▸ Goal
Could you continue the post about sped-up video footage looking choppy, picking up after its last line?

▸ Passage given

▼

I thought this was going to be simple … but it’s not. When I speed up the footage, it doesn’t look good any more. It’s kind of jerky, like if it was skipping frames.

When I speed it up 200%, or 400% the footage, it’s OK, but anything in-between is far from perfect. Like 150% of the speed seems to be skipping frames.

Even if I could work with 200%, the speed ramping to get there look choppy in-between.

I have cache, rendered and exported the clips to make sure this was not an hardware issue. Is there some kind of math rules I should follow to make sure everything is as smooth as possible?

I have tried with Media Composer, Resolve and Premiere and I’m having the same result. Any thought?

▲

(Image point annotation entries)
▼

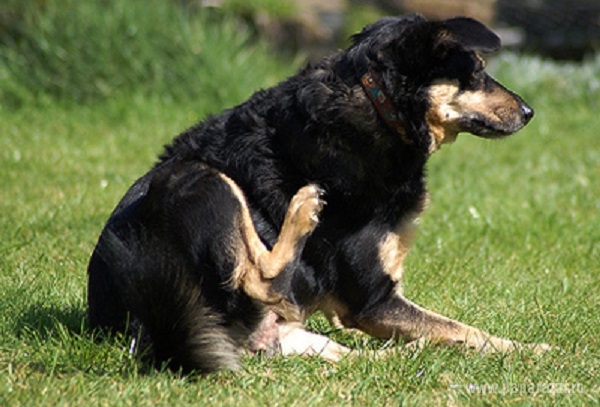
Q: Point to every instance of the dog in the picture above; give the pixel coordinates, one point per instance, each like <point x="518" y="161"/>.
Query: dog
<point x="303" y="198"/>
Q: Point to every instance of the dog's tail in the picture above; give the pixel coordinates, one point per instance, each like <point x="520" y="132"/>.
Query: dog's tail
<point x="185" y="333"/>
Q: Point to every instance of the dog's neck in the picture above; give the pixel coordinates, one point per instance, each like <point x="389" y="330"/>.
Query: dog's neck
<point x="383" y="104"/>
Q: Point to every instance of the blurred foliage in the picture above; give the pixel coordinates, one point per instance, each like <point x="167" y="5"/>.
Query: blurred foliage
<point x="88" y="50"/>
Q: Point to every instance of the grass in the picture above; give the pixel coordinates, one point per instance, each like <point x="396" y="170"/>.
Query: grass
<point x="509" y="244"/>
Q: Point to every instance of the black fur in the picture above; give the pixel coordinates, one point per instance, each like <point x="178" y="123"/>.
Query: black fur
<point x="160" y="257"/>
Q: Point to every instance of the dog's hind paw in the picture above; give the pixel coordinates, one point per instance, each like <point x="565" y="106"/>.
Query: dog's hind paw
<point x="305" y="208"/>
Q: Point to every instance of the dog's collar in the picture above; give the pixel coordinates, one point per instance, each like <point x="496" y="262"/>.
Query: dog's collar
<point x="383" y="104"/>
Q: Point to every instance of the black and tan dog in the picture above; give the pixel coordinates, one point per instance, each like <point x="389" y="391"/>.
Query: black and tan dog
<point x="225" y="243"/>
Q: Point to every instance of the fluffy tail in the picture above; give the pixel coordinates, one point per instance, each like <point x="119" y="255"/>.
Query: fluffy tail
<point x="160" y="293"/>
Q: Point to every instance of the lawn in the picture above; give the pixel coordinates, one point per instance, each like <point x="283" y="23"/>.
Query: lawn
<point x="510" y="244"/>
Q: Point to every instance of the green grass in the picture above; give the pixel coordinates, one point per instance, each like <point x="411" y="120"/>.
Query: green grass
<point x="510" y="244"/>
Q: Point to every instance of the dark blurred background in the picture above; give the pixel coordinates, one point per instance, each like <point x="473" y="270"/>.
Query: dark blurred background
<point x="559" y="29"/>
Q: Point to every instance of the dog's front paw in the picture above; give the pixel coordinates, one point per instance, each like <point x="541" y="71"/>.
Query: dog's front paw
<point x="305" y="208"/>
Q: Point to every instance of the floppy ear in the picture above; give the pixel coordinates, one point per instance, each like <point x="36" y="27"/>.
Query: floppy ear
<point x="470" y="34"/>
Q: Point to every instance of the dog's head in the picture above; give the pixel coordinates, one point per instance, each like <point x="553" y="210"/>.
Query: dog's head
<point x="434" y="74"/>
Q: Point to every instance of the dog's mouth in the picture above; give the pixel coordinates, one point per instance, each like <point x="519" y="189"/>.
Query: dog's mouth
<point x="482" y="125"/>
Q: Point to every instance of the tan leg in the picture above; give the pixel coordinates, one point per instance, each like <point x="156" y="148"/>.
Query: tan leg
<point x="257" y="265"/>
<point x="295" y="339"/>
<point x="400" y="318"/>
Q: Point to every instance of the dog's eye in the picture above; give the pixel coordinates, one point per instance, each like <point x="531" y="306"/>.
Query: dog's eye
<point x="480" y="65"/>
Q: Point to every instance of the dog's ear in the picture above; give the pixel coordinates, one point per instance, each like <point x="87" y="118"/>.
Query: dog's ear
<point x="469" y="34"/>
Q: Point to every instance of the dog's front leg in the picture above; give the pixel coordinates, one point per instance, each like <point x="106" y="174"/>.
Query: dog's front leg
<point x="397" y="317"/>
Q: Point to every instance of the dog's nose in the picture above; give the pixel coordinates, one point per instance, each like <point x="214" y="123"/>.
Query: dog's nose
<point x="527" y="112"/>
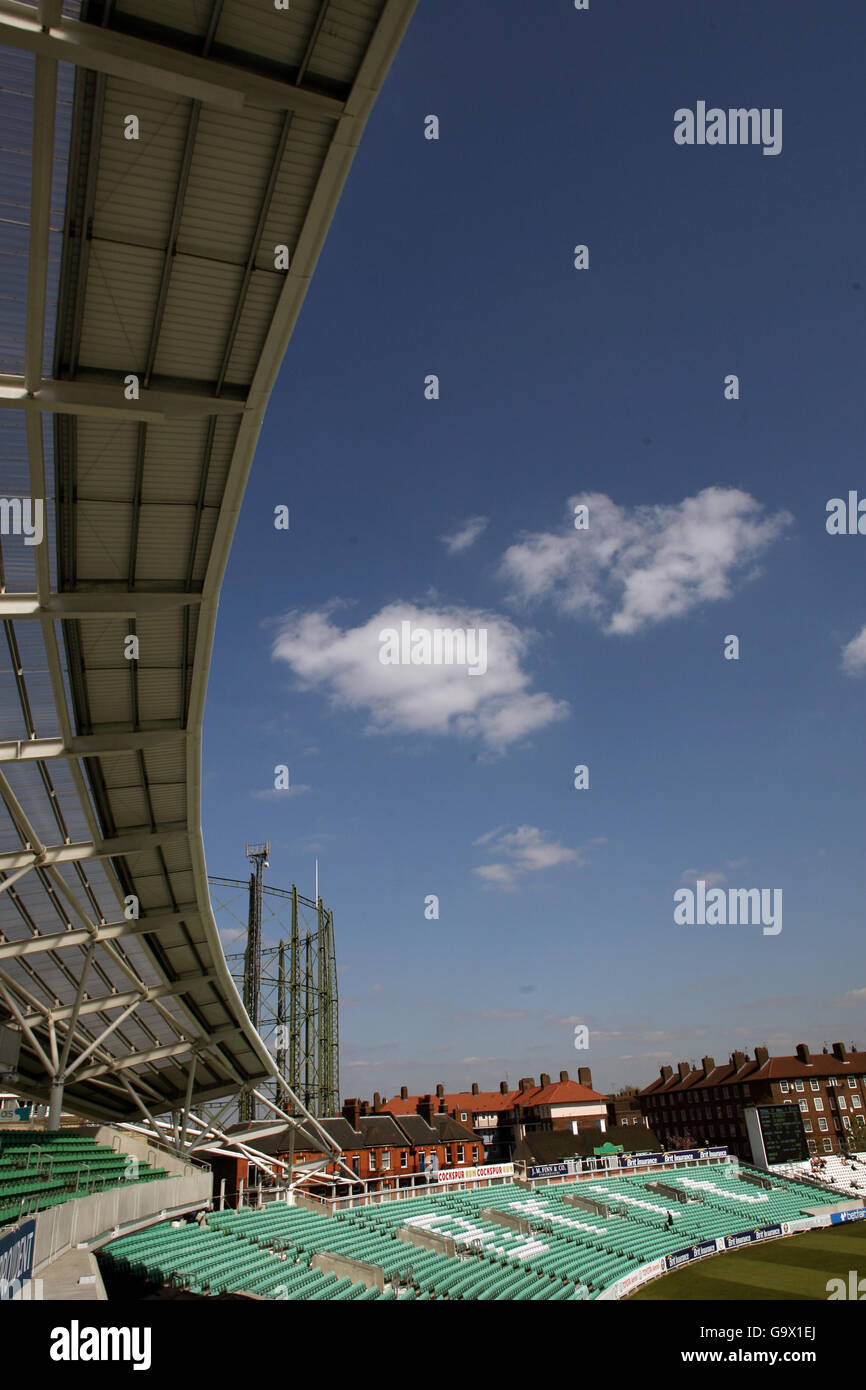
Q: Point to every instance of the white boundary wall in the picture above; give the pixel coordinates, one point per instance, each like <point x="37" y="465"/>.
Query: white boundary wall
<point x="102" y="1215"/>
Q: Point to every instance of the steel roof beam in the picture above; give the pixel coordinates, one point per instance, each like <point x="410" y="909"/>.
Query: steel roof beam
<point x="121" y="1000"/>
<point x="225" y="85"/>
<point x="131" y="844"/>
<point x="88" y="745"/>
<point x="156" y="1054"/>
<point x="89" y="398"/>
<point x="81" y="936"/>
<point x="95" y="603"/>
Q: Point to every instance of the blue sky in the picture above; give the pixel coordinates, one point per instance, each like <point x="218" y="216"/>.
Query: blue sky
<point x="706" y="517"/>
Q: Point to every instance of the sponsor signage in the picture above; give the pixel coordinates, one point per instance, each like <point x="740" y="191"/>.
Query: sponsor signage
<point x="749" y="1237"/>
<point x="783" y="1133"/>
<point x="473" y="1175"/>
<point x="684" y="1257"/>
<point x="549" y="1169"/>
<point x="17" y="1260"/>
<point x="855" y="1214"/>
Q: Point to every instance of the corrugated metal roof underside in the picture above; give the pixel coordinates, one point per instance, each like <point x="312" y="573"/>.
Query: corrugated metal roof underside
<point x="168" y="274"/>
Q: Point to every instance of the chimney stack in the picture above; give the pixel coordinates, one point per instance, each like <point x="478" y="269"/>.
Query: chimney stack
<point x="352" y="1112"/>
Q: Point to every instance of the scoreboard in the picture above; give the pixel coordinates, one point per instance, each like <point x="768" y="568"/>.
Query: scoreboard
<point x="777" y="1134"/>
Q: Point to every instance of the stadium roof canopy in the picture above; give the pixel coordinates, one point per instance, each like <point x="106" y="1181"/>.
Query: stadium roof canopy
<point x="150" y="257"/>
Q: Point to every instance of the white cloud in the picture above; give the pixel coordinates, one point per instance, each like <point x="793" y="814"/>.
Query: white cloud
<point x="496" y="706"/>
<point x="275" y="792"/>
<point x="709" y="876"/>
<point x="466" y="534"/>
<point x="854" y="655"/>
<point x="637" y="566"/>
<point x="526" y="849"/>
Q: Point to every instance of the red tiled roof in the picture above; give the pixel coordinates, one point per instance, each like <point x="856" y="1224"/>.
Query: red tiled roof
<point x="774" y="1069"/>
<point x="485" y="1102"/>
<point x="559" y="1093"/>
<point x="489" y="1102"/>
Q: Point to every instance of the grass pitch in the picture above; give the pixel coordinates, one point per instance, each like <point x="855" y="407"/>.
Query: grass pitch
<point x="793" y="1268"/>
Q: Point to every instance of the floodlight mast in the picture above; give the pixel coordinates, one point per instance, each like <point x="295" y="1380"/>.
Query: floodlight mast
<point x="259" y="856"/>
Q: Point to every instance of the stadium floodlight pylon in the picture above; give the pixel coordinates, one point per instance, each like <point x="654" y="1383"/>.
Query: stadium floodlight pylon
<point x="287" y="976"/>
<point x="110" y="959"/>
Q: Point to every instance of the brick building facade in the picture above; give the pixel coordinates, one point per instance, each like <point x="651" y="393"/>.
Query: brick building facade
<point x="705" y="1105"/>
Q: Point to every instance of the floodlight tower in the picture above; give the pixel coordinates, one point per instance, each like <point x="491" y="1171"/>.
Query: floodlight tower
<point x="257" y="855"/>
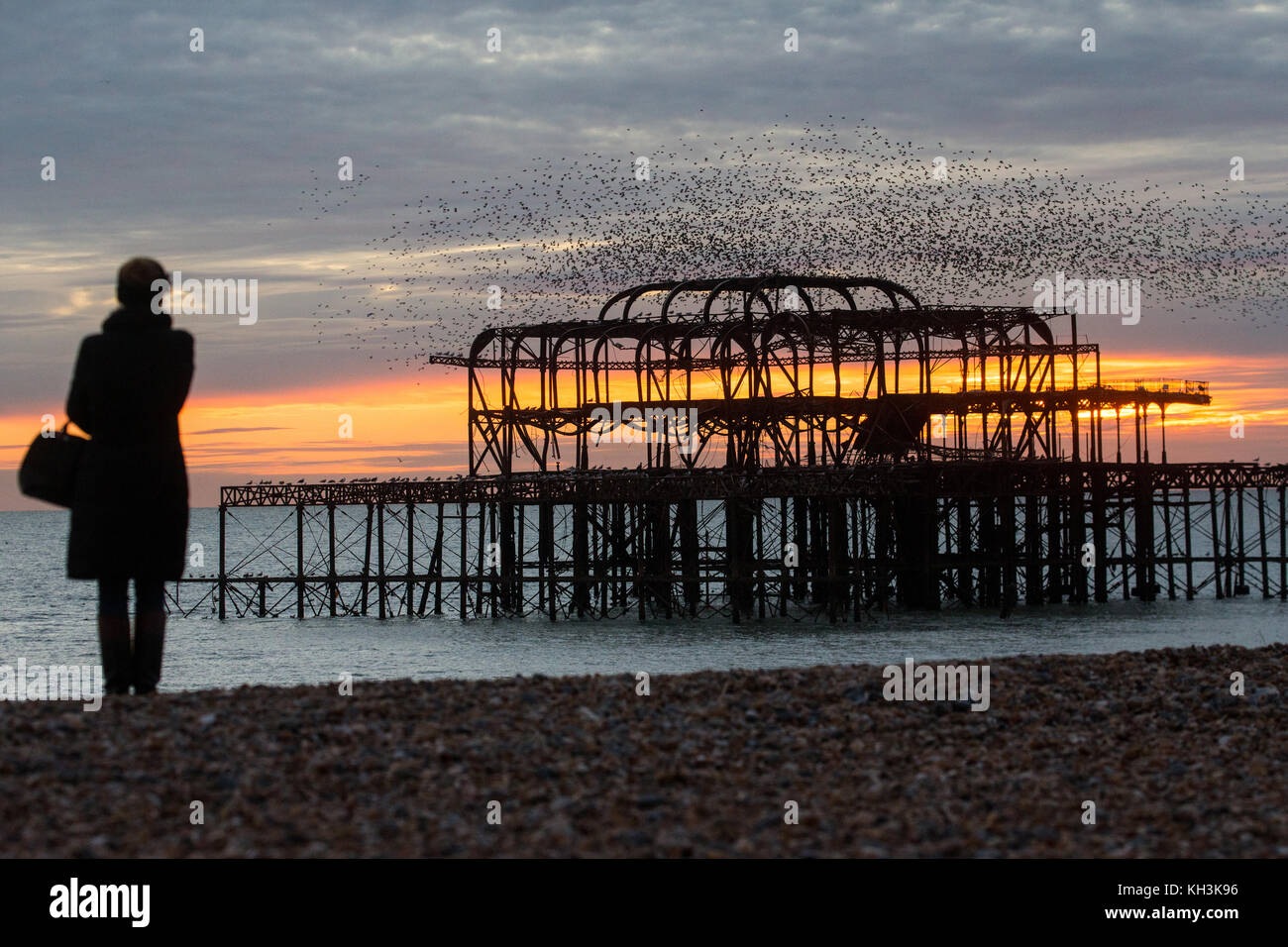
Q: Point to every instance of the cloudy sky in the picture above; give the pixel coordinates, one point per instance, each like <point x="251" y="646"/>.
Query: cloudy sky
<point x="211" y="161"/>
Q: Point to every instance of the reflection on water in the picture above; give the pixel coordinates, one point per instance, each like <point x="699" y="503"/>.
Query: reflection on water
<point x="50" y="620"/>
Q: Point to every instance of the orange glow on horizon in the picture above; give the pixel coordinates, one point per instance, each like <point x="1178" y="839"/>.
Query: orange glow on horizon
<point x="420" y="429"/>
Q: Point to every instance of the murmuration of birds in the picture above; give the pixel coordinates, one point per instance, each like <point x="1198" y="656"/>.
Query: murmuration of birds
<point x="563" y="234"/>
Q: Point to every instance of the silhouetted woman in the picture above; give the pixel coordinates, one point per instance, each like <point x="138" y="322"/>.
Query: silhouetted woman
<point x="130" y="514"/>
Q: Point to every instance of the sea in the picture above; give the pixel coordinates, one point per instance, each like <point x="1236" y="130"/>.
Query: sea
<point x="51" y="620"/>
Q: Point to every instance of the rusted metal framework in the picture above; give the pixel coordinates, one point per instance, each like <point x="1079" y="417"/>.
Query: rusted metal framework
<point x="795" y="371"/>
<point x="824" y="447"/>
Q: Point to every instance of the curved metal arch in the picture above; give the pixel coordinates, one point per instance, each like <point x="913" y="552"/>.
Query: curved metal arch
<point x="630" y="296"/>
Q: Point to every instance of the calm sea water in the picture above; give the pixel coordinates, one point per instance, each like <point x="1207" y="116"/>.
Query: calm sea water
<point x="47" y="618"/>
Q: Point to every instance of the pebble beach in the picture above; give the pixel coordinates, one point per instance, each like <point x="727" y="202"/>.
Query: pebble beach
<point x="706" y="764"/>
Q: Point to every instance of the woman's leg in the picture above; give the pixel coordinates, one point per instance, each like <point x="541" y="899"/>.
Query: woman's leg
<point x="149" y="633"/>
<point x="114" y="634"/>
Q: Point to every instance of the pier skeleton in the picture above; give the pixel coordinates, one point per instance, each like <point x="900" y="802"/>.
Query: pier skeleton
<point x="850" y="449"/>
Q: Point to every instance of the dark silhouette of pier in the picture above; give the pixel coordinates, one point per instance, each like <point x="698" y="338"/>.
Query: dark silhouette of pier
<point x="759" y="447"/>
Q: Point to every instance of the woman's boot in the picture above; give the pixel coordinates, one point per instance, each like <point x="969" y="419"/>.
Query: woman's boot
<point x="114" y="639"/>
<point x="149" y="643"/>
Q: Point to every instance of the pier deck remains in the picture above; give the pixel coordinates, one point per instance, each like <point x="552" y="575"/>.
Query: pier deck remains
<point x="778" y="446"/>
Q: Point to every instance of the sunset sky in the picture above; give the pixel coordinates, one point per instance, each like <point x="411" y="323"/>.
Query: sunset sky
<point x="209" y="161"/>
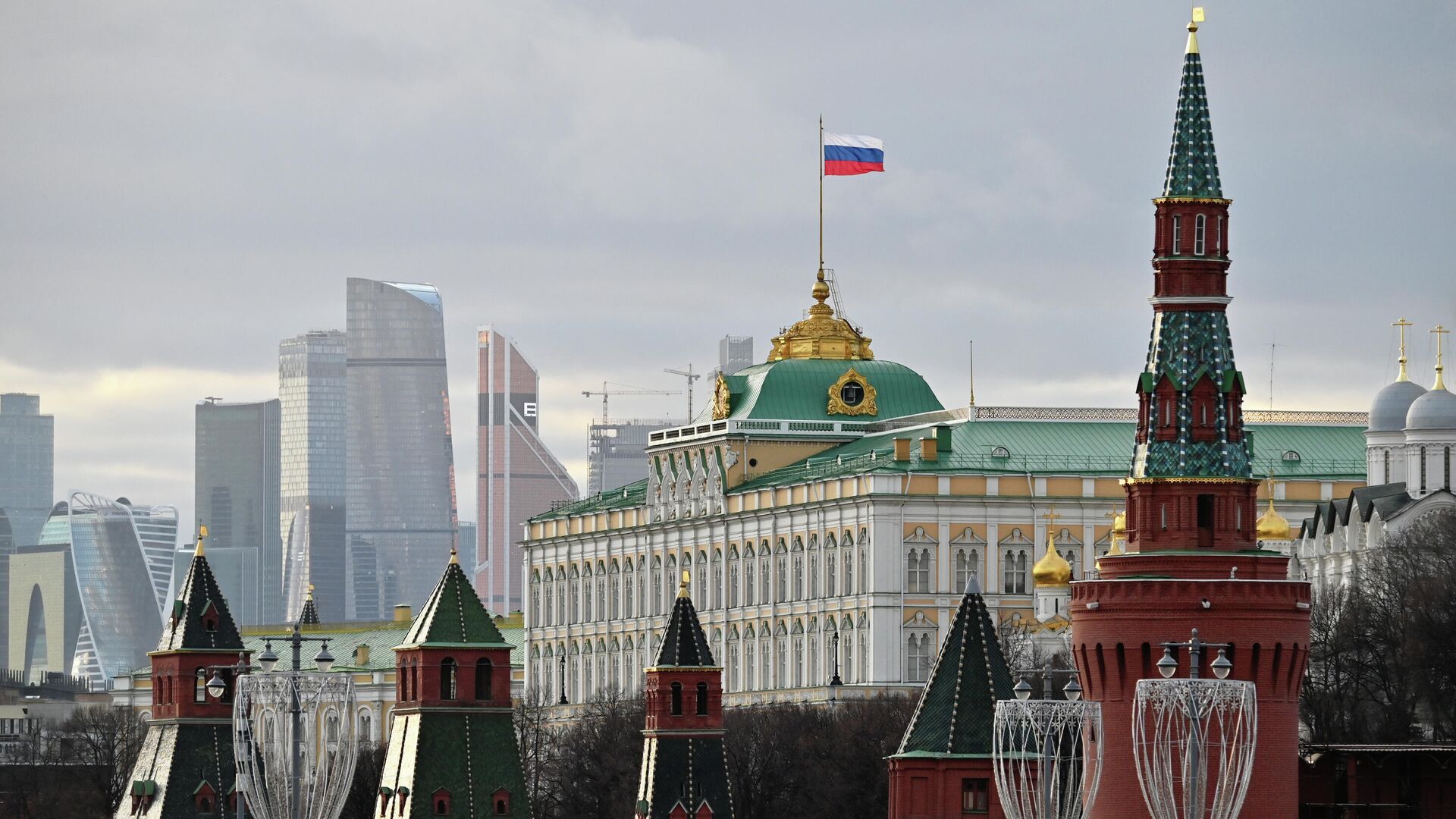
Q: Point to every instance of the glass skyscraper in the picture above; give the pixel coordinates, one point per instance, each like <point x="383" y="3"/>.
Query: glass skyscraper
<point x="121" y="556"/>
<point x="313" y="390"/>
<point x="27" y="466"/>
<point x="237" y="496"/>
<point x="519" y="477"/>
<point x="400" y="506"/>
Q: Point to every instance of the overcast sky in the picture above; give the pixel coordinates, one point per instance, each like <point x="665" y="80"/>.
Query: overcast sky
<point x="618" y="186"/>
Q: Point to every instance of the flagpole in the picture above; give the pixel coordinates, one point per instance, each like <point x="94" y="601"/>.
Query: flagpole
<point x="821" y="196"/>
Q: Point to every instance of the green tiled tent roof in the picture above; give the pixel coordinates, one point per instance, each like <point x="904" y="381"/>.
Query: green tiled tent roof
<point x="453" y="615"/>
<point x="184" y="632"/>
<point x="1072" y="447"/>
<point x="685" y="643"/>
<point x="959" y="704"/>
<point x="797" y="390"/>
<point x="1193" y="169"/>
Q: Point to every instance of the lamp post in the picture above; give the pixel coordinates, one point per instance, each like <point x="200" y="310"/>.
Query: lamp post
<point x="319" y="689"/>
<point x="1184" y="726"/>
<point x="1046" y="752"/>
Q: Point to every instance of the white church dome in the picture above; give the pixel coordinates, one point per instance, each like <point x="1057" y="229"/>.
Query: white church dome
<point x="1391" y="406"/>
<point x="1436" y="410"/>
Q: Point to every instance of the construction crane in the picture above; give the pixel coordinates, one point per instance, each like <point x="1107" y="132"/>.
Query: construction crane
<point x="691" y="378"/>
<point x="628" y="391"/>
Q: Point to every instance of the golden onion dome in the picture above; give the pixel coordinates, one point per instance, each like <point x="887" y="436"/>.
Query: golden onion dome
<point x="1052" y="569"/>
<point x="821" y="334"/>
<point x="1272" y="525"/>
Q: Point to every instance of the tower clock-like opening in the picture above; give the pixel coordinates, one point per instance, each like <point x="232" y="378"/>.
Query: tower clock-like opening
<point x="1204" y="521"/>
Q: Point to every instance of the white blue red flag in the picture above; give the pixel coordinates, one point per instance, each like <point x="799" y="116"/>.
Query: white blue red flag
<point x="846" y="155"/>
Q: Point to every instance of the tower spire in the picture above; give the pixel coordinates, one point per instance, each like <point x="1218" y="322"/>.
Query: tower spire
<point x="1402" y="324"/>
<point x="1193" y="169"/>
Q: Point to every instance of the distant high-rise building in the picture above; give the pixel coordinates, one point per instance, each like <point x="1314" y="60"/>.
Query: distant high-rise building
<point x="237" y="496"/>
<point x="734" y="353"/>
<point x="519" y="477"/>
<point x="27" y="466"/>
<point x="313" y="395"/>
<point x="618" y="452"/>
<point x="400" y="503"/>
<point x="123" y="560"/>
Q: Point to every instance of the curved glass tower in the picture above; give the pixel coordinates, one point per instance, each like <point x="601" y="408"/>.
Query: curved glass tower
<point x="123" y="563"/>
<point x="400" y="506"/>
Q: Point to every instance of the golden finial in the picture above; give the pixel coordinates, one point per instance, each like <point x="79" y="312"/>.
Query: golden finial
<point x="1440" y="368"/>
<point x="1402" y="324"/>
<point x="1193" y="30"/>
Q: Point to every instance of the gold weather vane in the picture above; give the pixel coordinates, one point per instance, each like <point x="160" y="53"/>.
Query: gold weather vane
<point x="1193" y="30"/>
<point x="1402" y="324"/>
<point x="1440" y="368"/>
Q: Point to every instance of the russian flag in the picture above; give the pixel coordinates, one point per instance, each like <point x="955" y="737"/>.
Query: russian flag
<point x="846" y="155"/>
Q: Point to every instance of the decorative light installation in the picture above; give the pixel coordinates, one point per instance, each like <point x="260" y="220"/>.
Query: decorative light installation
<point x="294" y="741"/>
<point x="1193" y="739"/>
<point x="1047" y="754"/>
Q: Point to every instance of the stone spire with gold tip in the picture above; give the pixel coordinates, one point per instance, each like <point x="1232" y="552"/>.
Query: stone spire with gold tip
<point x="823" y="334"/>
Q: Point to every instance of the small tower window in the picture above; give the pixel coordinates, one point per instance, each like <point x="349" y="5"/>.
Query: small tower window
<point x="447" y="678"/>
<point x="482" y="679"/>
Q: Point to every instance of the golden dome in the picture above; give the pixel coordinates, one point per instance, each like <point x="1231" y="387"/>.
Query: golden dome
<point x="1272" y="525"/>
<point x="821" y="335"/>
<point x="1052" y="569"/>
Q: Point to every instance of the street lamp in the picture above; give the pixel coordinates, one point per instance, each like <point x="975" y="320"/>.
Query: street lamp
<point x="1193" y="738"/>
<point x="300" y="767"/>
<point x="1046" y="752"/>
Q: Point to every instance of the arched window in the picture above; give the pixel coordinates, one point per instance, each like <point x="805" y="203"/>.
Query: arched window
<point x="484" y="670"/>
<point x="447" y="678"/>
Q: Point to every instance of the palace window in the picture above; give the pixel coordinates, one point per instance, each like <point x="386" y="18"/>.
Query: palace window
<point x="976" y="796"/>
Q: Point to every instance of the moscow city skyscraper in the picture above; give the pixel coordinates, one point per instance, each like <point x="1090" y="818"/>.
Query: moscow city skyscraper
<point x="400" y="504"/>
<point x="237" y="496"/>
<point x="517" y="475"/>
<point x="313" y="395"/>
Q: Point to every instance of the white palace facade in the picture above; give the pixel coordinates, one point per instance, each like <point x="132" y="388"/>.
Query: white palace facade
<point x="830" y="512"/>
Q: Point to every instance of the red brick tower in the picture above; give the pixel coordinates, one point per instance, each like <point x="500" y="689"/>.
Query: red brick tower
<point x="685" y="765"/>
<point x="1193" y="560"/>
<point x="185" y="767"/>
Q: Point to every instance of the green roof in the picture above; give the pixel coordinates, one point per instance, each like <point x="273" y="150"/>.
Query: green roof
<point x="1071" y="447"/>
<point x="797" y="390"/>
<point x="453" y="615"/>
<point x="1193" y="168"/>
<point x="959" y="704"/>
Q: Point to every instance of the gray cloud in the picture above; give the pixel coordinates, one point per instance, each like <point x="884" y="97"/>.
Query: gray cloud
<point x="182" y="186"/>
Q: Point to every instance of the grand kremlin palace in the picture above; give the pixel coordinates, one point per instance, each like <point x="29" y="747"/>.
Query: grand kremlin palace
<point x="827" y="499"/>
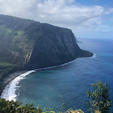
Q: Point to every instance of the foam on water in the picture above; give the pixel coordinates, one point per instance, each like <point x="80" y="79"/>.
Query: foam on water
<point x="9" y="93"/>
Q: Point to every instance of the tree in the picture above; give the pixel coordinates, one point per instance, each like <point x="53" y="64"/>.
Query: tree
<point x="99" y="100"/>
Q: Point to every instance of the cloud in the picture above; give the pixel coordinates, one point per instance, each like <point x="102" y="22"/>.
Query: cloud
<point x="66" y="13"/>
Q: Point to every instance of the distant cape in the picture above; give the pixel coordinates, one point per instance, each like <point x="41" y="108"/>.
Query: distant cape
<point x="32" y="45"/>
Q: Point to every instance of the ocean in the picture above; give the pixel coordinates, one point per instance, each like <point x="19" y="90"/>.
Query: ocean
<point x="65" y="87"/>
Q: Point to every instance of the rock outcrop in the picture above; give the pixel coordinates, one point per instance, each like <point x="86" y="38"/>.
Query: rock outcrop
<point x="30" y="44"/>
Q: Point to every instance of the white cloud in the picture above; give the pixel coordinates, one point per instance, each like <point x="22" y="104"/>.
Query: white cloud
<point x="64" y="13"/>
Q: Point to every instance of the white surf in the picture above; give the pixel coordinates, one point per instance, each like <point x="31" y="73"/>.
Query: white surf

▲

▸ Reply
Try to stick with even multipliers 2X's (200%) will drop out half the frames, 4x's (400%) will drop 75% of the frames. Doing uneven multipliers tends to get a little choppy as uneven frames will have to be removed from the video. Hope that makes sense. Many editing softwares will try to smooth it out the best it can though.
 
A pretty simple way to understand it - if you have a very short video that is running at 4 fps.

1 | 2 | 3 | 4

Play at normal speed shows frames 1,2,3,4
Play at 200% shows frames 1,3
To play at 150% we need to show just 3 frames, so probably 1,2,4. That is obviously going to look a bit choppy as there will be a jarring step in motion between frames 2 and 4.

You need software that interpolates and would show something like frames 1, (2+3)/2 , 4 to look good at 150% speed.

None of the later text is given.